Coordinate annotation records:
[start]
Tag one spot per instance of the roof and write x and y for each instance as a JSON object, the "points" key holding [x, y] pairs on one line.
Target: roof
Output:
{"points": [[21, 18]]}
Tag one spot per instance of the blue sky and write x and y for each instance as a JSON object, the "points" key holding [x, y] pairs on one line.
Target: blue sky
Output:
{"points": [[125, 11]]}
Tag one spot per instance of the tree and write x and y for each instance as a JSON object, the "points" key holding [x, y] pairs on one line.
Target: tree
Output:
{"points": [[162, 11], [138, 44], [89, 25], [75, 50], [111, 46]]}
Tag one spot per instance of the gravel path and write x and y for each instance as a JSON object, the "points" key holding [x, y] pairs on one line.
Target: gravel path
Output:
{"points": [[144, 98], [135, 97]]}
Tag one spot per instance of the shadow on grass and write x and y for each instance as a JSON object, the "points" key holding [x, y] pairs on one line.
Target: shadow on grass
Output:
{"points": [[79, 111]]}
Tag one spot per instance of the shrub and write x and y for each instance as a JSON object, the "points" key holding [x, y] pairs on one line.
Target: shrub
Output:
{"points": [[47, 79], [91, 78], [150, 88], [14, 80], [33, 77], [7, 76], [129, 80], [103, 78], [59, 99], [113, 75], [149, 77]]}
[end]
» Short exercise
Rewrite the lines above, substituting "Mark one point" for every occurrence of "Tag one spot" and leaving everything else unchanged.

» Task output
Mark one point per instance of the roof and write x and y for each instance as a JSON object, the "points" key holding [x, y] pairs on one line.
Target: roof
Output:
{"points": [[21, 18]]}
Mark one point per instance of the blue sky and write x and y for each instance as a JSON object, the "points" key holding [x, y] pairs on one line.
Target: blue sky
Output:
{"points": [[125, 11]]}
Mark one point per instance of the tree and write x and y for each instance as a JSON object, the "points" key holding [x, y] pairs on one line.
Target: tree
Output:
{"points": [[162, 11], [138, 44], [89, 25], [75, 50], [111, 46]]}
Mark one point per instance of the gravel path and write x and y for each instance as a JSON object, the "points" key holding [x, y] pairs on one line.
Target: gravel path
Output:
{"points": [[144, 98], [135, 97]]}
Mark one point per instance of the shadow on grass and write x and y for each instance as a JSON object, the "points" key holding [x, y] pairs on one line.
Target: shadow on grass
Output:
{"points": [[79, 111]]}
Mark one point per instance of the shrub and write x and y for each instance as a JSON object, the "points" key holding [x, y] pairs on one line.
Target: shrub
Output:
{"points": [[47, 79], [91, 78], [150, 88], [14, 80], [33, 77], [7, 76], [129, 80], [103, 78], [59, 99], [113, 75], [149, 77]]}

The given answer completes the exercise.